Please reproduce the lines of the material between the line containing "point_to(query) returns, for every instance of the hazy" and the line containing "pixel 59 39", inclusive, word for word and in their original order.

►

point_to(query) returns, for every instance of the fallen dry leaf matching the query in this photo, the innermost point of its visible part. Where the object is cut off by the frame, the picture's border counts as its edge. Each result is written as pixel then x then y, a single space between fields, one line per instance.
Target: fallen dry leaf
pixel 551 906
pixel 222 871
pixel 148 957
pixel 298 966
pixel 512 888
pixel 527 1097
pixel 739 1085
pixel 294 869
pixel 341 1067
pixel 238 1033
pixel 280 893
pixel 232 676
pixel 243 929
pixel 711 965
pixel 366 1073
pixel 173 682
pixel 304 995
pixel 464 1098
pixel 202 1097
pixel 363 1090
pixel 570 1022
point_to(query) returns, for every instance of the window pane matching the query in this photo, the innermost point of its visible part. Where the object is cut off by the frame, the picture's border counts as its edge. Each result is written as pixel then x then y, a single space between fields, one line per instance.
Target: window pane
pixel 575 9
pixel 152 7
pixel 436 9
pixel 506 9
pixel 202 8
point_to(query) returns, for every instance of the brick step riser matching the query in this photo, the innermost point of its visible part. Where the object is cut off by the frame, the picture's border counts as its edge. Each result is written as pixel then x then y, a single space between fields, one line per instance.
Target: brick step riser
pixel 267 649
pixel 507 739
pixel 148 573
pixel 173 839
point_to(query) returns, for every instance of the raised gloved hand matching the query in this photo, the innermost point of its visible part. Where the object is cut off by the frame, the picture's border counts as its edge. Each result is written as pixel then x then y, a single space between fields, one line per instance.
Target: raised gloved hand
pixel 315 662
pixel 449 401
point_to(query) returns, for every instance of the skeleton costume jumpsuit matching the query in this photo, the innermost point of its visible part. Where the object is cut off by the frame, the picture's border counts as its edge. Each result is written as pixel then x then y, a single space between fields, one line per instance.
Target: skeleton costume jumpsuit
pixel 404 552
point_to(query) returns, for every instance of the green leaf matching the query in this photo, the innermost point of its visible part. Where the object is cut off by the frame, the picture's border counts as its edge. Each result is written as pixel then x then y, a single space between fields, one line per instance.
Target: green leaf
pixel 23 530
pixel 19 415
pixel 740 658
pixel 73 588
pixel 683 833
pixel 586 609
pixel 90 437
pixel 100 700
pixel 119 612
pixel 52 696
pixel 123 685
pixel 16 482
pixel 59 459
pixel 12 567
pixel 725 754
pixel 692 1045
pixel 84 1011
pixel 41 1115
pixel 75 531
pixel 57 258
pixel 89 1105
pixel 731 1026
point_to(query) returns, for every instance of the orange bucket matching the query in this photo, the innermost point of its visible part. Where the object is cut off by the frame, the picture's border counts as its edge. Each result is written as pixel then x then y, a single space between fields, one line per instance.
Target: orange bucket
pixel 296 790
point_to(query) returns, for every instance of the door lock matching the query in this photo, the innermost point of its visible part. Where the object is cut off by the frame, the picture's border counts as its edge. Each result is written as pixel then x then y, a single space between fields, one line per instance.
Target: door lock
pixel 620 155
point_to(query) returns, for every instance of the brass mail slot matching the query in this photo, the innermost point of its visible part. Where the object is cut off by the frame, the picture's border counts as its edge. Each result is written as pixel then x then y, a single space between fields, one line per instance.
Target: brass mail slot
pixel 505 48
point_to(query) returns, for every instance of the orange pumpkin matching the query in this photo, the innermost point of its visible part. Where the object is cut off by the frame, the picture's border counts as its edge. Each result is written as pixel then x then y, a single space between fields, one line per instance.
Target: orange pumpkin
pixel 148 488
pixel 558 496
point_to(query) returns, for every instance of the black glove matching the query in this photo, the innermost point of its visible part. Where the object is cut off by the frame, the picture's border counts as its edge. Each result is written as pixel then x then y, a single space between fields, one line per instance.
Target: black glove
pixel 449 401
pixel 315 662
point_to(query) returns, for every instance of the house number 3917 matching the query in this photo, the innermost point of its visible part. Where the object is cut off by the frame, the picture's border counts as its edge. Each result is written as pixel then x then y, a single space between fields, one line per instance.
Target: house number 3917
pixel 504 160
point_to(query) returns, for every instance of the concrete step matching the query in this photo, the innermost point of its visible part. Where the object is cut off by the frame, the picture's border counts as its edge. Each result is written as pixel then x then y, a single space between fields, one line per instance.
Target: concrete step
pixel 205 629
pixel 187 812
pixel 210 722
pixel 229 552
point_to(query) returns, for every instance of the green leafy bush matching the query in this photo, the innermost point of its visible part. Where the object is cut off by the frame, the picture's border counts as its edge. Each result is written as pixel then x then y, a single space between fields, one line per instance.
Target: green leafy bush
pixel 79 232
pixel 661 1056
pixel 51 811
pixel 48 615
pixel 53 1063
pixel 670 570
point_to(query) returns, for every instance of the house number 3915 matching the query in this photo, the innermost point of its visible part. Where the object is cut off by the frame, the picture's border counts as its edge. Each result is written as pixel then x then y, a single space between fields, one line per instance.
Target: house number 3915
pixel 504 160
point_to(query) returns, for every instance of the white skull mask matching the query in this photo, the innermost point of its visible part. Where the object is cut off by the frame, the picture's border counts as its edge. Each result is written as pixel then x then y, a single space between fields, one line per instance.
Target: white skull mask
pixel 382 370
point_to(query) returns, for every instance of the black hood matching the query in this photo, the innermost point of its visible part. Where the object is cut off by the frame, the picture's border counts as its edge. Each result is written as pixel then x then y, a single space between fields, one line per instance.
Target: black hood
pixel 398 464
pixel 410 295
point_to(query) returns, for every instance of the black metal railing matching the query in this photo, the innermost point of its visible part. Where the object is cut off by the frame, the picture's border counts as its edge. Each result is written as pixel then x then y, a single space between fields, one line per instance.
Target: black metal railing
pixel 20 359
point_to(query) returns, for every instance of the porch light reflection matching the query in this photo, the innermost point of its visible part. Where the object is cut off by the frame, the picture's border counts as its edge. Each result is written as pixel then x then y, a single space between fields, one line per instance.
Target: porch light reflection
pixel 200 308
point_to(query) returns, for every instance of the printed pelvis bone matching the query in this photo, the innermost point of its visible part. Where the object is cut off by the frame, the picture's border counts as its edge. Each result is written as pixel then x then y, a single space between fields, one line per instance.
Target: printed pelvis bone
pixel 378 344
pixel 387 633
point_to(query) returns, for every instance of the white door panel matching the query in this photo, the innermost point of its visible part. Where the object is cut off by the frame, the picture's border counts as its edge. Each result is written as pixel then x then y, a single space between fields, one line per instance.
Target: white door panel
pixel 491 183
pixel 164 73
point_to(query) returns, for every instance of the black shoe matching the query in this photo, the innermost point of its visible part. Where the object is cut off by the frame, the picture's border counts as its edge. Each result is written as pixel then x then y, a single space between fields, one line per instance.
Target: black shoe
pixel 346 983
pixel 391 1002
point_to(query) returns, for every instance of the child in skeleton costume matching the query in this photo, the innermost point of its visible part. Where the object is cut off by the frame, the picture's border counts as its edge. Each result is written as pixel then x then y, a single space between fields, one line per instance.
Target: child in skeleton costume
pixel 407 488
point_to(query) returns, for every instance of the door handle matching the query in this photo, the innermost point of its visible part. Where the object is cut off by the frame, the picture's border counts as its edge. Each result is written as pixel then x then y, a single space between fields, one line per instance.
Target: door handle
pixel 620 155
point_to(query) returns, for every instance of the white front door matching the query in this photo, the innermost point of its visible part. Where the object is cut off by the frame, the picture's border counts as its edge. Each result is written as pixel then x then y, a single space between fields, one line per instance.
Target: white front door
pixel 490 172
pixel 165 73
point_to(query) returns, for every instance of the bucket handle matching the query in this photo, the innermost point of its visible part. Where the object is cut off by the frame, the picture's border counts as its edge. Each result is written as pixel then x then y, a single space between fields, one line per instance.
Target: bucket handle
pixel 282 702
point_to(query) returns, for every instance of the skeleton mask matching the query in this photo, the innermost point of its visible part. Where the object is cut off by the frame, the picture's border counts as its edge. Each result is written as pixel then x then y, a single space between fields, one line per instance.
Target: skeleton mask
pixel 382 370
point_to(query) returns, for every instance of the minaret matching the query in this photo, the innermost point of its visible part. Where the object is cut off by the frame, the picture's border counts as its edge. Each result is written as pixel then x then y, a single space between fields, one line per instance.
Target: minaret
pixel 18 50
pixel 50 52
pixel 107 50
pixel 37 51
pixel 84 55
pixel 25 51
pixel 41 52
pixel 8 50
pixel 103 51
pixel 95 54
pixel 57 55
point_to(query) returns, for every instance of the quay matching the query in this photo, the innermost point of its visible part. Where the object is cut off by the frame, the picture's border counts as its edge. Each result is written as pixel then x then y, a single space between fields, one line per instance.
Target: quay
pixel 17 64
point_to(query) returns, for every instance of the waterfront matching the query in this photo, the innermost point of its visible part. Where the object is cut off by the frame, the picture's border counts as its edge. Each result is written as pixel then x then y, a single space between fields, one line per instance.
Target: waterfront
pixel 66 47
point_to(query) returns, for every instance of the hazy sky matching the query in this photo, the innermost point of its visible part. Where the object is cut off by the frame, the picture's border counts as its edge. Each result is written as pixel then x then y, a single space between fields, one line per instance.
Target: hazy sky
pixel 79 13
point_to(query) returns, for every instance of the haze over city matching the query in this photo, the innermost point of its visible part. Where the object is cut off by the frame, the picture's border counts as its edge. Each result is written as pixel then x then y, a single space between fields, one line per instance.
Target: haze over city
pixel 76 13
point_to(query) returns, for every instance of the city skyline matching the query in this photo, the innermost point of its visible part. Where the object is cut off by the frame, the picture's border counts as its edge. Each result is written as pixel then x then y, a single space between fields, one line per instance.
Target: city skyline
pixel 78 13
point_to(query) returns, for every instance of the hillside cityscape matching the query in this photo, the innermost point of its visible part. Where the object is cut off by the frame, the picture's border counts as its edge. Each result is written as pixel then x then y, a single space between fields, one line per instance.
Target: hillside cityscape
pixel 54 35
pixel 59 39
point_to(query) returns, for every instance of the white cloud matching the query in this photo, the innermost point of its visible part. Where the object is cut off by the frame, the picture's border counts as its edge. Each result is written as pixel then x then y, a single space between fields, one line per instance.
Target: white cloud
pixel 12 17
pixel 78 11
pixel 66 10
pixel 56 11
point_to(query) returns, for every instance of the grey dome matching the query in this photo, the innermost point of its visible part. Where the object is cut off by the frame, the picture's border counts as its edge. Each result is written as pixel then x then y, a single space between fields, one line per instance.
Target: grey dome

◄

→ Result below:
point_to(query) returns, for every instance of the hazy sky matching the query in this photo, the innermost point of its visible part. Where the object is cut off by the frame, the picture's border counts as its edge. Each result is written as pixel then x then y, a single space between fields, one line per instance.
Target: hazy sky
pixel 79 13
point_to(query) returns, for every instance of the haze over city matching the query in this photo, the innermost point of its visible part. Where the object is cut off by the frame, the picture's border counts as its edge. Each result is written as pixel then x then y, a single space between fields, one line per instance.
Target: haze over city
pixel 76 13
point_to(query) returns, for every instance of the city skyline matching the query in this photo, the innermost point of its visible part. Where the object is cut off by the frame, the picture's border counts as its edge. Each result is written as pixel then x then y, a single space between fields, one line per instance.
Target: city skyline
pixel 78 13
point_to(query) returns, for every instance of the hillside cityscape matching the query in this photo, the innermost point of its visible part. Where the object is cut off by the frame, the picture's border counts as its edge. Each result is written as pixel then x then y, a single space between fields, one line per instance.
Target: hillside cityscape
pixel 54 35
pixel 59 39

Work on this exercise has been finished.